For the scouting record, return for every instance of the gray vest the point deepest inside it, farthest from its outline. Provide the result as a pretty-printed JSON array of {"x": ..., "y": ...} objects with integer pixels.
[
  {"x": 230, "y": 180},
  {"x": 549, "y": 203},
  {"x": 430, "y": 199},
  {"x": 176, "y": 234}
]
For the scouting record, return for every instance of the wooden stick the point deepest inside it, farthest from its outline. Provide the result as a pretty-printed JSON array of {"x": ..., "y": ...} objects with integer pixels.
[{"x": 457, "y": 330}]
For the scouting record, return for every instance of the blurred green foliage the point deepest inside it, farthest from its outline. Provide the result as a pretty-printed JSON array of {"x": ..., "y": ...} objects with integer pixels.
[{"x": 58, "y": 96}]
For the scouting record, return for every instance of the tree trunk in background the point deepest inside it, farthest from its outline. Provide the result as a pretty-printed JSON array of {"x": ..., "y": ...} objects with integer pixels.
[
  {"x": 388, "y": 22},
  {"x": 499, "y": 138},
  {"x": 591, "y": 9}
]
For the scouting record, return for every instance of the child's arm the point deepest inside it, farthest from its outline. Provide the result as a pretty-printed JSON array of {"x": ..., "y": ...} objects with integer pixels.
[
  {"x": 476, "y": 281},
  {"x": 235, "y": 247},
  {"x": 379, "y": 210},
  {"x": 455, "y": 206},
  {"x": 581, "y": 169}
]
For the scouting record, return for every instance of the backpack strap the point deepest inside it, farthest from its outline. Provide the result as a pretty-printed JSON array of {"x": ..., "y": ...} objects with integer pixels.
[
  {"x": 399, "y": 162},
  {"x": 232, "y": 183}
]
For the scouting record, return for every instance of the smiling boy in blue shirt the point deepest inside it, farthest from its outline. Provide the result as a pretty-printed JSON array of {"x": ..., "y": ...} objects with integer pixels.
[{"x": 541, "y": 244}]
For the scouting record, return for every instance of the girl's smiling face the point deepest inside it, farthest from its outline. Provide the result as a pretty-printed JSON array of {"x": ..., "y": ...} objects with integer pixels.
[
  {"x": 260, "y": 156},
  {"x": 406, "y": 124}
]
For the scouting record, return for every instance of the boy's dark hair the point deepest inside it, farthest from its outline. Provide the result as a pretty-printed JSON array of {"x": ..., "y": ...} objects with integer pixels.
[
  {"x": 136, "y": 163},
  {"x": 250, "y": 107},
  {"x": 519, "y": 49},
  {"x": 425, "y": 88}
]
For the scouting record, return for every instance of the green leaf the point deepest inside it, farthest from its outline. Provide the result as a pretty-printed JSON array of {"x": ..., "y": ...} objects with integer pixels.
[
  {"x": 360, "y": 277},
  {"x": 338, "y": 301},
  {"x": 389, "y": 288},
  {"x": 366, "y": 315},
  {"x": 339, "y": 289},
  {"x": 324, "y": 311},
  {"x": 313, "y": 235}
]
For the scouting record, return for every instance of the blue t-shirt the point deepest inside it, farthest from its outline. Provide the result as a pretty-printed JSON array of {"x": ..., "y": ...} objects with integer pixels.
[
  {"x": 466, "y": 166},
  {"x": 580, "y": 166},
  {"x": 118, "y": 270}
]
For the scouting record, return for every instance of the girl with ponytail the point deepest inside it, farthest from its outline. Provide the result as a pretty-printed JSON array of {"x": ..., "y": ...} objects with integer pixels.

========================================================================

* What to work on
Starting with the line that contains "For the scouting record, return for every instance of the green", output every line through the end of the listing above, unchanged.

* Response to this exercise
For the scouting record, return for every instance of the green leaf the point deepest inside it, farthest from its outline. Provide the result as a pretty-printed JSON array of {"x": ..., "y": ...} objects with integer pixels.
[
  {"x": 360, "y": 277},
  {"x": 338, "y": 301},
  {"x": 389, "y": 288},
  {"x": 366, "y": 315},
  {"x": 339, "y": 289},
  {"x": 324, "y": 311},
  {"x": 313, "y": 235}
]
For the scouting record, return for every instance of the blue t-shirt the point deepest inside it, farthest from its outline. Provide the result as a pretty-printed JSON array of {"x": ..., "y": ...} objects with integer pixels.
[
  {"x": 466, "y": 166},
  {"x": 580, "y": 166},
  {"x": 118, "y": 270}
]
For the scouting record, return for every instance of the girl with ponytail the point deepest inside it, farthest from its outline. Provide the result as a pretty-printed JSON array of {"x": ..., "y": ...} objects with integer pixels.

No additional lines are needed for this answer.